**Text**
(begin)

If the IRS owes you a refund, you want to file your taxes immediately, right? Not really. In fact, resist the temptation to file until you’re sure you are ready. You’ll save yourself grief and possibly significant money too.
1. Tax returns are like lumber. Measure twice, cut once. The best way not to have to amend is to file your return correctly the first time. Besides, you sign it under penalties of perjury. That means it should be accurate and complete. Filing hurriedly to get a refund telling yourself you’ll amend later is a mistake. Give yourself time to consider all the surprising items the IRS says you must report.
2. Allow for slow 1099s. It is February, so it’s too late to receive any more Forms1099, right? Wrong. The 1099 deadline this year was February 2, but many issuers miss the date. Most 1099s arrive by the end of February, when they are supposed to be transmitted to the IRS. Forms K-1 for partnerships, LLCs and S corporations, are often later than their March 15 due date.
Amended K-1s from partnerships, S corporations and LLCs have a particularly bad habit of showing up right after you file. Information returns like Forms 1099 and K-1 can dribble in any time. If you’re expecting them, you shouldn’t file your return until you receive the forms or can reasonably assume you won’t. Should you ask the issuer if you are missing a Form 1099? No, you shouldn’t.

(end)

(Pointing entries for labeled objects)

(begin)

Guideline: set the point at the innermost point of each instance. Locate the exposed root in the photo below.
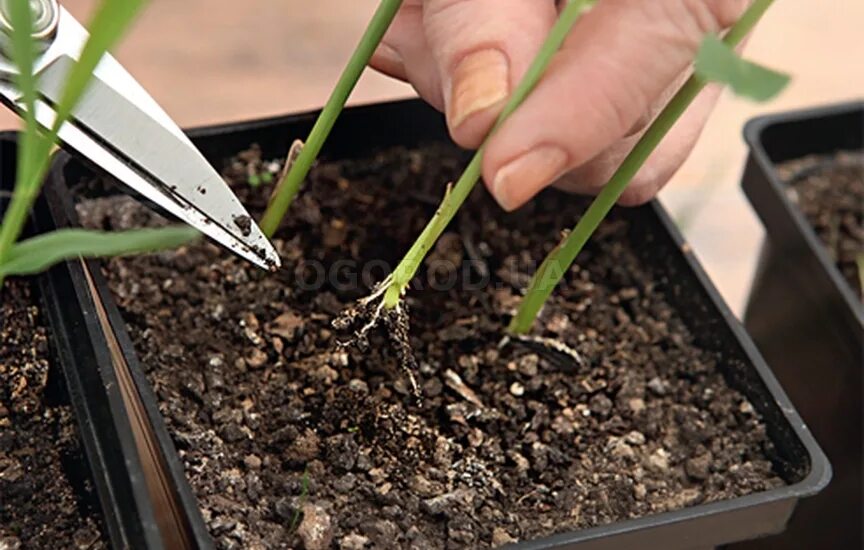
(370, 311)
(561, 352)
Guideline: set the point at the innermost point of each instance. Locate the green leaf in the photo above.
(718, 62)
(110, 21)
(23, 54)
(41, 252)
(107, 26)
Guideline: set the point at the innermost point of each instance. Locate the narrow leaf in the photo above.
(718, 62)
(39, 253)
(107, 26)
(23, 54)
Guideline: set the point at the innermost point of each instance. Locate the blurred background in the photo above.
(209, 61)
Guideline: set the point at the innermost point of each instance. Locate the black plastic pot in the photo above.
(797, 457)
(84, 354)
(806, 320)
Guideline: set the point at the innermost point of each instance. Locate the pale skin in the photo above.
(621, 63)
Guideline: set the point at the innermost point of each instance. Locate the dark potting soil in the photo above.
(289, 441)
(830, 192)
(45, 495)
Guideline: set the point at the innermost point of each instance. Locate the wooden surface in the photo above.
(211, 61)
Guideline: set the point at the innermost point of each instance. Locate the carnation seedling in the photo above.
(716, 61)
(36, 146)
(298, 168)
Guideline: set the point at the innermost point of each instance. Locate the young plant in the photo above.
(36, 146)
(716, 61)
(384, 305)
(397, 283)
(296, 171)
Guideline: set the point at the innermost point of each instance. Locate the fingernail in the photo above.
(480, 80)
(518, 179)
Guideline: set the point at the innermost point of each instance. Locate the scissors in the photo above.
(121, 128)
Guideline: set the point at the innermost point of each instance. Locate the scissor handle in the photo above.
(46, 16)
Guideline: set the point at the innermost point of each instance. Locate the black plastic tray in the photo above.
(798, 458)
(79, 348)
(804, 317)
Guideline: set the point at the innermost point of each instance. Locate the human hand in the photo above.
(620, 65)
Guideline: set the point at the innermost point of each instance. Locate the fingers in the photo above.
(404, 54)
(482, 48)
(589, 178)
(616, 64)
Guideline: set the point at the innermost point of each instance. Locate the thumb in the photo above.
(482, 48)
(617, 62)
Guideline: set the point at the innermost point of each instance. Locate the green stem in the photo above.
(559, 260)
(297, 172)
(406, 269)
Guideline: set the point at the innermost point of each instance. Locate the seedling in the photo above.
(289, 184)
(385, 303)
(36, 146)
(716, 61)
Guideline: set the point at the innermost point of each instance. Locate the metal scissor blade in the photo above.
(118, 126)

(end)

**Request**
Quote the tax-filing text in full, word for word. Nothing in the rows matters here.

**Written response**
If the IRS owes you a refund, you want to file your taxes immediately, right? Not really. In fact, resist the temptation to file until you’re sure you are ready. You’ll save yourself grief and possibly significant money too.
1. Tax returns are like lumber. Measure twice, cut once. The best way not to have to amend is to file your return correctly the first time. Besides, you sign it under penalties of perjury. That means it should be accurate and complete. Filing hurriedly to get a refund telling yourself you’ll amend later is a mistake. Give yourself time to consider all the surprising items the IRS says you must report.
2. Allow for slow 1099s. It is February, so it’s too late to receive any more Forms1099, right? Wrong. The 1099 deadline this year was February 2, but many issuers miss the date. Most 1099s arrive by the end of February, when they are supposed to be transmitted to the IRS. Forms K-1 for partnerships, LLCs and S corporations, are often later than their March 15 due date.
Amended K-1s from partnerships, S corporations and LLCs have a particularly bad habit of showing up right after you file. Information returns like Forms 1099 and K-1 can dribble in any time. If you’re expecting them, you shouldn’t file your return until you receive the forms or can reasonably assume you won’t. Should you ask the issuer if you are missing a Form 1099? No, you shouldn’t.